Passage to read ::
Unity uttermost showed!

It is necessary to put ourselves into contact with transcendent unity, because as conditioned beings, we do not contain unity within ourselves.

Everything that we are or could even know—about ourselves or about the world—falls into five “heaps” or khandhas. We know by means of sensible impressions (rupa); the pleasure, displeasure, or boredom arising from them (vedana); perceptions (samjna); habituated tendencies (sankhara); and consciousness (vijnana). Each of these arises and passes beyond our control. Insofar as any of these abide for awhile, they change constantly. Therefore they are unreliable, and none can be said to be a self, to contain a self, to be under the control of a self, or to be in a self. None can provide lasting happiness. Even consciousness comes and goes throughout the day, when we fall asleep, or when we die.

Explore the material ::
a - Answer these questions using the passage on transcendent unity and the five heaps.
(i) Why does the passage say we must put ourselves into contact with transcendent unity?
(ii) Which term does the passage give for habituated tendencies?
(iii) According to the passage, at what times does consciousness come and go?
b - Continue the passage on transcendent unity and the five heaps, starting after its last sentence.

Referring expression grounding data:
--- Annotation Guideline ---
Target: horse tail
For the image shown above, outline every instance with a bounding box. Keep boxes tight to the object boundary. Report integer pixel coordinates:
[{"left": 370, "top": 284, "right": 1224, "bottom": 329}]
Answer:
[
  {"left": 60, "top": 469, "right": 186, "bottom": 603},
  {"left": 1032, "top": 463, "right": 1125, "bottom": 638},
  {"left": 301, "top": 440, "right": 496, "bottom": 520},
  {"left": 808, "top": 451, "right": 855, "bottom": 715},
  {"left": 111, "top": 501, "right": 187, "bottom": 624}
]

Results for the exercise ::
a -
(i) Because as conditioned beings, we do not contain unity within ourselves.
(ii) Sankhara.
(iii) Throughout the day, when we fall asleep, or when we die.

b -
For this reason, Crowley declared that the principle of unity of each person—as represented by their spiritual Sun, their Holy Guardian Angel—could not be found by means of introspection.

Apart from any theoretical speculation, my Sammasiti and analytical work has never led to so much as a hint of the existence of the Guardian Angel. He is not to be found by any exploration of oneself.

Magick without Tears, Chapter 43

And yet achieving unity is the preeminent goal of Thelemic ethics.

A Man whose conscious will is at odds with his True Will is wasting his strength. He cannot hope to influence his environment efficiently.

(Illustration: When Civil War rages in a nation, it is in no condition to undertake the invasion of other countries. A man with cancer employs his nourishment alike to his own use and to that of the enemy which is part of himself. He soon fails to resist the pressure of his environment. In practical life, a man who is doing what his conscience tells him to be wrong will do it very clumsily. At first!)

Magick in Theory and Practice, Introduction

Therefore turning toward the Sun four times a day is not a mere religious observance. It serves an important spiritual and ethical purpose.

By turning toward the Sun, we first admit that unity is not automatically present within us. As far as we have come in life, we still have work to do on ourselves. The process is continual. We can always improve.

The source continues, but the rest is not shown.